-- Available records start --
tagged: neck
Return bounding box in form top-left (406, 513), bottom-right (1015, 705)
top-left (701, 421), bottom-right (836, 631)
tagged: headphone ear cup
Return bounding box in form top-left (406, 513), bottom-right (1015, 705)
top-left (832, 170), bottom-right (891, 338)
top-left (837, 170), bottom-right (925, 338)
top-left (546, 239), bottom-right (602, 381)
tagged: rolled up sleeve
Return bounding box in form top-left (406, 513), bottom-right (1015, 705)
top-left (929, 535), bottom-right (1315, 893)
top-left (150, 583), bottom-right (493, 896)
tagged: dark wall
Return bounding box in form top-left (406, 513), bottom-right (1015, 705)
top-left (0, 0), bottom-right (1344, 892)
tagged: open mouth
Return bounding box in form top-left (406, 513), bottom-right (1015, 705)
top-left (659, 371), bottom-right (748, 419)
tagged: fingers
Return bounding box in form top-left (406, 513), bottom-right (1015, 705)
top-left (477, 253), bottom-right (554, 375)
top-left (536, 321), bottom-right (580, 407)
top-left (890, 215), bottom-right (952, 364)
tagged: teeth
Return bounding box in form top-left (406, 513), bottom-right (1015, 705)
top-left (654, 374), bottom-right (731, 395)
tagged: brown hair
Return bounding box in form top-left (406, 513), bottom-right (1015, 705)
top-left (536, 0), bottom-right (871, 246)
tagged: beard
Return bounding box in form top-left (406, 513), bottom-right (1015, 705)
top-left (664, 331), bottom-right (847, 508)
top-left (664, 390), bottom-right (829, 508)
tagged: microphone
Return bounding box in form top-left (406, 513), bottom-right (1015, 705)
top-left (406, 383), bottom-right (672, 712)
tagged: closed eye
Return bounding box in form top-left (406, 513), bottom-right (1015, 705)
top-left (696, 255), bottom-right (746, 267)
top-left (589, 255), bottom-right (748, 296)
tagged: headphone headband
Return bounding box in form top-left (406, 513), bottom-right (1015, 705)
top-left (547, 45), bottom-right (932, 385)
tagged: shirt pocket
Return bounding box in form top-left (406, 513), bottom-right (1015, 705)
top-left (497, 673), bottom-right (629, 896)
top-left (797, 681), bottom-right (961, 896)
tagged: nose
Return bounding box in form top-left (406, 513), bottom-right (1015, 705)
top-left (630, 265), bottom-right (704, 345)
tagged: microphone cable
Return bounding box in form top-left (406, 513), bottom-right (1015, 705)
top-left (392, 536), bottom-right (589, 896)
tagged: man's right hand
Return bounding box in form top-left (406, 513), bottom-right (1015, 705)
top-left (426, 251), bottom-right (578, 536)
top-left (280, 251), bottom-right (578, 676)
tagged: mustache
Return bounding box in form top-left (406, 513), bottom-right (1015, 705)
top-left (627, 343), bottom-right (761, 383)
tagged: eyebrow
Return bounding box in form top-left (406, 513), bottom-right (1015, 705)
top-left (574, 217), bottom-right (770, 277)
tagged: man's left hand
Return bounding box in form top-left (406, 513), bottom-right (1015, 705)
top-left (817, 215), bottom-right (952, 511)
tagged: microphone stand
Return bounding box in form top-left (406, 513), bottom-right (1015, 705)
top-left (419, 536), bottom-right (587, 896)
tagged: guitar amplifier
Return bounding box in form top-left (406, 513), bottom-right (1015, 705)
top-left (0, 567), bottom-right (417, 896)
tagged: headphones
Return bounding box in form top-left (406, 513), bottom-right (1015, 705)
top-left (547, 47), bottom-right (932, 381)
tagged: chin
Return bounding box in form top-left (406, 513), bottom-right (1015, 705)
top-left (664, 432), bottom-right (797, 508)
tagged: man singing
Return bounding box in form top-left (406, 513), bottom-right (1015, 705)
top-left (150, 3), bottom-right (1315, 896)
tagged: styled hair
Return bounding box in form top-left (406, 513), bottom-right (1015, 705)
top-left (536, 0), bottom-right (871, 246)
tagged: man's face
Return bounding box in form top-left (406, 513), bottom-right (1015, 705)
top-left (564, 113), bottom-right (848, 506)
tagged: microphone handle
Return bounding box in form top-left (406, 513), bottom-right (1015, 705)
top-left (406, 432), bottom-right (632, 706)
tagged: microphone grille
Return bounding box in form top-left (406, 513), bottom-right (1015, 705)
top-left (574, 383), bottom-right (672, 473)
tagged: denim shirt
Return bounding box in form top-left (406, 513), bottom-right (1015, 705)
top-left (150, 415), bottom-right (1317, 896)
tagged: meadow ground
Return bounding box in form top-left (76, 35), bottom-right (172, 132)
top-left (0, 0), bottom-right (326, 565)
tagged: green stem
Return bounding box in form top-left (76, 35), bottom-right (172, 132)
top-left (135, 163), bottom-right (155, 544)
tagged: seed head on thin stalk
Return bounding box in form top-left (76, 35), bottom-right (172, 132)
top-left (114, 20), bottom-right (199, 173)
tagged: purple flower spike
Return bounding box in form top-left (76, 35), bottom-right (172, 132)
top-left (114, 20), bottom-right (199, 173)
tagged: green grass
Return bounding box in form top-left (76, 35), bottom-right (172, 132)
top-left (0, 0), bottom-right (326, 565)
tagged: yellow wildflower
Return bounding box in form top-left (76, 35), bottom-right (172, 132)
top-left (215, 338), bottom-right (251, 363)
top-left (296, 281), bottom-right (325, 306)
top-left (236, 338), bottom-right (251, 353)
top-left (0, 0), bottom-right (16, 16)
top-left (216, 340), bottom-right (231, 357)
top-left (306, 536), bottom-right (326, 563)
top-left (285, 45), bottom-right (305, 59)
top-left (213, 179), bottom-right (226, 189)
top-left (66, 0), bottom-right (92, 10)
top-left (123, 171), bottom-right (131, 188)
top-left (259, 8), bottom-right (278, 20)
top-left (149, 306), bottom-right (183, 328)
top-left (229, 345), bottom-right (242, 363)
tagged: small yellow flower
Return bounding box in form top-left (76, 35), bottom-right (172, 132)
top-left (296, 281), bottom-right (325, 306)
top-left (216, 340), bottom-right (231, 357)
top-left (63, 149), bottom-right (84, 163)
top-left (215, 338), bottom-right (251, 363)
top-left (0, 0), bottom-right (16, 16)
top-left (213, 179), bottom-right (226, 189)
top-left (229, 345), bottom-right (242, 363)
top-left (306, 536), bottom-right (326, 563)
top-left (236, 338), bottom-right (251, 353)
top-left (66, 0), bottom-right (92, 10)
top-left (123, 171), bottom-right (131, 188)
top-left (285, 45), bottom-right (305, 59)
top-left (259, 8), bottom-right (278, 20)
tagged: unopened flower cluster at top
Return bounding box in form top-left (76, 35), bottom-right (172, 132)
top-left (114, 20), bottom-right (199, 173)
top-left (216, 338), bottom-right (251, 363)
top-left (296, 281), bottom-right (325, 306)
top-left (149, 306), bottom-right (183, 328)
-- Available records end --
= Directions =
Convert every line of the data entries above into a JSON list of strings, one string per line, with blank lines omitted.

= The completed task =
[
  "tagged: neck",
  "Return bounding box in form top-left (406, 513), bottom-right (1015, 705)",
  "top-left (701, 421), bottom-right (836, 631)",
  "tagged: headphone ear cup",
  "Return bounding box in form top-left (406, 513), bottom-right (1015, 705)",
  "top-left (832, 170), bottom-right (891, 338)",
  "top-left (837, 170), bottom-right (925, 338)",
  "top-left (546, 239), bottom-right (602, 381)",
  "tagged: rolled up sleeve",
  "Return bounding box in form top-left (406, 513), bottom-right (1015, 705)",
  "top-left (929, 535), bottom-right (1315, 893)",
  "top-left (150, 583), bottom-right (493, 896)",
  "tagged: dark wall",
  "Return bounding box in form top-left (406, 513), bottom-right (1015, 705)",
  "top-left (0, 0), bottom-right (1344, 892)",
  "tagged: open mouth",
  "Return bounding box in form top-left (406, 513), bottom-right (1015, 705)",
  "top-left (659, 371), bottom-right (748, 419)",
  "tagged: fingers",
  "Return bounding box in form top-left (406, 513), bottom-right (1015, 705)",
  "top-left (477, 253), bottom-right (554, 375)",
  "top-left (536, 321), bottom-right (580, 407)",
  "top-left (890, 215), bottom-right (952, 364)",
  "tagged: teeth",
  "Return bounding box in form top-left (406, 513), bottom-right (1015, 705)",
  "top-left (654, 374), bottom-right (731, 395)",
  "tagged: brown hair",
  "Return bounding box in form top-left (406, 513), bottom-right (1015, 705)",
  "top-left (536, 0), bottom-right (871, 246)",
  "tagged: beard",
  "Return bounding box in form top-left (406, 513), bottom-right (1015, 705)",
  "top-left (664, 331), bottom-right (847, 508)",
  "top-left (664, 390), bottom-right (829, 508)",
  "tagged: microphone",
  "Return bounding box in form top-left (406, 513), bottom-right (1015, 705)",
  "top-left (406, 383), bottom-right (672, 712)",
  "tagged: closed eye",
  "Return bounding box in form top-left (406, 513), bottom-right (1015, 705)",
  "top-left (696, 255), bottom-right (746, 267)",
  "top-left (589, 255), bottom-right (748, 296)",
  "tagged: headphone headband",
  "Return bounding box in form top-left (406, 513), bottom-right (1015, 705)",
  "top-left (547, 45), bottom-right (932, 385)",
  "tagged: shirt pocket",
  "Return bounding box in form top-left (406, 513), bottom-right (1015, 705)",
  "top-left (497, 673), bottom-right (629, 896)",
  "top-left (797, 681), bottom-right (961, 896)",
  "tagged: nose",
  "Return bounding box in form top-left (406, 513), bottom-right (1015, 705)",
  "top-left (630, 265), bottom-right (704, 345)",
  "tagged: microphone cable",
  "Return bounding box in form top-left (406, 513), bottom-right (1015, 705)",
  "top-left (392, 536), bottom-right (589, 896)",
  "tagged: man's right hand",
  "Return bounding box in form top-left (406, 513), bottom-right (1015, 705)",
  "top-left (426, 251), bottom-right (578, 536)",
  "top-left (280, 251), bottom-right (578, 676)",
  "tagged: mustache",
  "Return bounding box in form top-left (406, 513), bottom-right (1015, 705)",
  "top-left (627, 343), bottom-right (761, 383)",
  "tagged: eyebrow",
  "Return bounding box in form top-left (406, 513), bottom-right (1015, 705)",
  "top-left (574, 217), bottom-right (770, 277)",
  "tagged: man's left hand",
  "Return bounding box in form top-left (406, 513), bottom-right (1015, 705)",
  "top-left (817, 215), bottom-right (952, 511)",
  "tagged: microphone stand",
  "Return bounding box in form top-left (406, 513), bottom-right (1015, 705)",
  "top-left (419, 536), bottom-right (587, 896)",
  "tagged: guitar amplifier",
  "Return bounding box in form top-left (406, 513), bottom-right (1015, 705)",
  "top-left (0, 567), bottom-right (417, 896)",
  "tagged: headphones",
  "Return bounding box in form top-left (406, 513), bottom-right (1015, 705)",
  "top-left (547, 47), bottom-right (932, 381)",
  "tagged: chin",
  "Return bounding box in form top-left (406, 513), bottom-right (1015, 705)",
  "top-left (664, 432), bottom-right (797, 508)",
  "tagged: man singing",
  "Return bounding box in form top-left (406, 513), bottom-right (1015, 705)",
  "top-left (150, 3), bottom-right (1315, 896)",
  "tagged: styled hair",
  "Return bounding box in form top-left (406, 513), bottom-right (1015, 705)",
  "top-left (536, 0), bottom-right (871, 246)",
  "tagged: man's face",
  "Return bounding box in form top-left (406, 513), bottom-right (1015, 705)",
  "top-left (564, 113), bottom-right (848, 506)",
  "tagged: microphone handle",
  "Return bounding box in form top-left (406, 513), bottom-right (1015, 705)",
  "top-left (406, 432), bottom-right (632, 706)",
  "tagged: microphone grille",
  "Return bounding box in form top-left (406, 513), bottom-right (1015, 705)",
  "top-left (574, 383), bottom-right (672, 473)",
  "tagged: denim shirt",
  "Return bounding box in form top-left (406, 513), bottom-right (1015, 705)",
  "top-left (150, 415), bottom-right (1317, 896)",
  "tagged: meadow ground",
  "Return bounding box in form top-left (76, 35), bottom-right (172, 132)",
  "top-left (0, 0), bottom-right (326, 565)",
  "tagged: green stem",
  "Return bounding box in form top-left (76, 35), bottom-right (172, 132)",
  "top-left (135, 163), bottom-right (155, 544)",
  "tagged: seed head on thin stalk",
  "Return bounding box in form top-left (76, 35), bottom-right (172, 132)",
  "top-left (114, 20), bottom-right (199, 173)",
  "tagged: purple flower spike",
  "Return bounding box in form top-left (76, 35), bottom-right (172, 132)",
  "top-left (114, 20), bottom-right (199, 173)",
  "tagged: green grass",
  "Return bounding box in form top-left (76, 35), bottom-right (172, 132)",
  "top-left (0, 0), bottom-right (326, 565)",
  "tagged: yellow wildflower",
  "Return bounding box in form top-left (76, 35), bottom-right (172, 132)",
  "top-left (215, 338), bottom-right (251, 363)",
  "top-left (296, 281), bottom-right (325, 306)",
  "top-left (236, 338), bottom-right (251, 353)",
  "top-left (0, 0), bottom-right (16, 16)",
  "top-left (216, 340), bottom-right (231, 357)",
  "top-left (306, 536), bottom-right (326, 563)",
  "top-left (285, 45), bottom-right (305, 59)",
  "top-left (213, 179), bottom-right (226, 189)",
  "top-left (66, 0), bottom-right (92, 10)",
  "top-left (123, 171), bottom-right (131, 188)",
  "top-left (259, 8), bottom-right (278, 20)",
  "top-left (149, 306), bottom-right (183, 328)",
  "top-left (229, 345), bottom-right (242, 363)",
  "tagged: small yellow flower",
  "Return bounding box in form top-left (76, 35), bottom-right (172, 132)",
  "top-left (296, 281), bottom-right (325, 306)",
  "top-left (216, 340), bottom-right (231, 357)",
  "top-left (63, 149), bottom-right (84, 163)",
  "top-left (215, 338), bottom-right (251, 363)",
  "top-left (0, 0), bottom-right (16, 16)",
  "top-left (213, 179), bottom-right (226, 189)",
  "top-left (229, 345), bottom-right (242, 363)",
  "top-left (306, 536), bottom-right (326, 563)",
  "top-left (236, 338), bottom-right (251, 353)",
  "top-left (66, 0), bottom-right (92, 10)",
  "top-left (123, 171), bottom-right (131, 188)",
  "top-left (285, 45), bottom-right (305, 59)",
  "top-left (259, 8), bottom-right (278, 20)",
  "tagged: unopened flower cluster at top",
  "Return bounding box in form top-left (76, 35), bottom-right (172, 132)",
  "top-left (114, 20), bottom-right (199, 173)",
  "top-left (216, 338), bottom-right (251, 363)",
  "top-left (296, 281), bottom-right (325, 306)",
  "top-left (149, 306), bottom-right (183, 328)"
]